* WHAT IS BEING ASKED
Wherever a picture appears, skip it and retype the rest of the data exactly.

Entries taken from a collection
= = = =
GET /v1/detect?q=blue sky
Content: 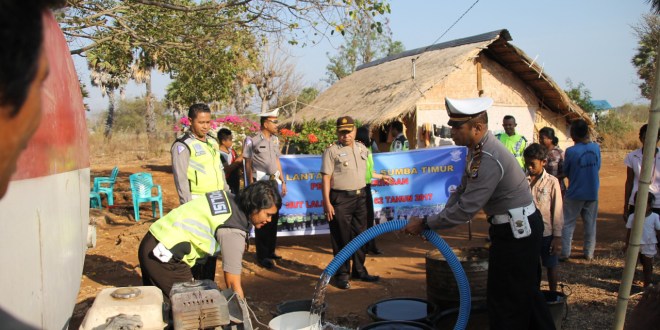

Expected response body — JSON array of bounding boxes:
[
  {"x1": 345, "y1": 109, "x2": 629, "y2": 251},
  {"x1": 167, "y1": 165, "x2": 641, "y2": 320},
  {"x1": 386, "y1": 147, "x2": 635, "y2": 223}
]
[{"x1": 79, "y1": 0, "x2": 653, "y2": 114}]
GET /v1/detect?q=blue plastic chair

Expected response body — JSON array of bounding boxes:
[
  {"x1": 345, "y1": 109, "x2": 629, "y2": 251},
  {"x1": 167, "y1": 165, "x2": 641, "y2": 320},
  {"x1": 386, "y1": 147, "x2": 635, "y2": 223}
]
[
  {"x1": 90, "y1": 191, "x2": 102, "y2": 209},
  {"x1": 93, "y1": 166, "x2": 119, "y2": 206},
  {"x1": 129, "y1": 172, "x2": 163, "y2": 221}
]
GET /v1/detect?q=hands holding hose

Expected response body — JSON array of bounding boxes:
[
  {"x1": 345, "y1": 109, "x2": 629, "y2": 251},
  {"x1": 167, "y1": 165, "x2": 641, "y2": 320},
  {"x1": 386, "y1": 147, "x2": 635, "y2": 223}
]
[{"x1": 402, "y1": 216, "x2": 425, "y2": 236}]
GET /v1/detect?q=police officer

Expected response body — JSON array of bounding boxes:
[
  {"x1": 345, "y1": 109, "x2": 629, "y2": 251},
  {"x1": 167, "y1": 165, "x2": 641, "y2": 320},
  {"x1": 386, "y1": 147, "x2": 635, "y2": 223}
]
[
  {"x1": 496, "y1": 115, "x2": 527, "y2": 168},
  {"x1": 322, "y1": 116, "x2": 380, "y2": 290},
  {"x1": 243, "y1": 108, "x2": 286, "y2": 269},
  {"x1": 138, "y1": 181, "x2": 281, "y2": 298},
  {"x1": 172, "y1": 103, "x2": 228, "y2": 205},
  {"x1": 389, "y1": 121, "x2": 409, "y2": 152},
  {"x1": 171, "y1": 103, "x2": 228, "y2": 282},
  {"x1": 404, "y1": 97, "x2": 555, "y2": 329}
]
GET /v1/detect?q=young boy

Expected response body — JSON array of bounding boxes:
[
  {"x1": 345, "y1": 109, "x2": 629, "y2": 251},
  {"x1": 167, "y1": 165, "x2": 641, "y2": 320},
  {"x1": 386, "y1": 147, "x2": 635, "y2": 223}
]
[
  {"x1": 218, "y1": 128, "x2": 244, "y2": 194},
  {"x1": 524, "y1": 143, "x2": 564, "y2": 292},
  {"x1": 625, "y1": 193, "x2": 660, "y2": 288}
]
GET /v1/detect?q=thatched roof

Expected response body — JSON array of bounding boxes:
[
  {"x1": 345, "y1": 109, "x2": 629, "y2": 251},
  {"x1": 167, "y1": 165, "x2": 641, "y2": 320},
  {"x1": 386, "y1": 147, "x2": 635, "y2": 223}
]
[{"x1": 285, "y1": 29, "x2": 592, "y2": 127}]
= = = =
* PROBLEM SOLUTION
GET /v1/detect?q=blue sky
Content: 

Expected response body — JSON array of bounding boxes:
[
  {"x1": 345, "y1": 109, "x2": 629, "y2": 251},
  {"x1": 167, "y1": 165, "x2": 641, "y2": 320},
  {"x1": 386, "y1": 147, "x2": 635, "y2": 223}
]
[{"x1": 79, "y1": 0, "x2": 653, "y2": 114}]
GET /v1/detect?q=blue plastic chair

Expected response body — JSON array of bounding boxes:
[
  {"x1": 345, "y1": 109, "x2": 629, "y2": 251},
  {"x1": 167, "y1": 165, "x2": 641, "y2": 320},
  {"x1": 386, "y1": 147, "x2": 635, "y2": 223}
]
[
  {"x1": 90, "y1": 191, "x2": 102, "y2": 209},
  {"x1": 93, "y1": 166, "x2": 119, "y2": 206},
  {"x1": 129, "y1": 172, "x2": 163, "y2": 221}
]
GET /v1/detect?q=hands holding hose

Expected response body — JSON array of bounding boxes:
[
  {"x1": 345, "y1": 109, "x2": 629, "y2": 251},
  {"x1": 167, "y1": 165, "x2": 641, "y2": 320},
  {"x1": 386, "y1": 147, "x2": 635, "y2": 223}
]
[{"x1": 402, "y1": 216, "x2": 425, "y2": 236}]
GET /v1/detect?q=police officer

Expected response body — JSON array of bounding boxes:
[
  {"x1": 345, "y1": 109, "x2": 629, "y2": 251},
  {"x1": 167, "y1": 165, "x2": 641, "y2": 320},
  {"x1": 386, "y1": 147, "x2": 635, "y2": 223}
]
[
  {"x1": 496, "y1": 115, "x2": 527, "y2": 168},
  {"x1": 322, "y1": 116, "x2": 380, "y2": 290},
  {"x1": 243, "y1": 108, "x2": 286, "y2": 269},
  {"x1": 138, "y1": 181, "x2": 281, "y2": 298},
  {"x1": 172, "y1": 103, "x2": 228, "y2": 205},
  {"x1": 389, "y1": 121, "x2": 409, "y2": 152},
  {"x1": 171, "y1": 103, "x2": 228, "y2": 282},
  {"x1": 404, "y1": 97, "x2": 555, "y2": 329}
]
GET /v1/detect?q=young boy

Expected response body — JSON array of bounding boxes:
[
  {"x1": 345, "y1": 109, "x2": 629, "y2": 251},
  {"x1": 167, "y1": 165, "x2": 641, "y2": 320},
  {"x1": 386, "y1": 147, "x2": 635, "y2": 223}
]
[
  {"x1": 218, "y1": 128, "x2": 244, "y2": 194},
  {"x1": 524, "y1": 143, "x2": 564, "y2": 292},
  {"x1": 625, "y1": 193, "x2": 660, "y2": 288}
]
GET /v1/detect?q=thatched roof

Expected response body — JSON array of bounding boxes:
[
  {"x1": 345, "y1": 109, "x2": 629, "y2": 251},
  {"x1": 167, "y1": 165, "x2": 641, "y2": 320},
  {"x1": 386, "y1": 147, "x2": 635, "y2": 223}
]
[{"x1": 285, "y1": 29, "x2": 592, "y2": 127}]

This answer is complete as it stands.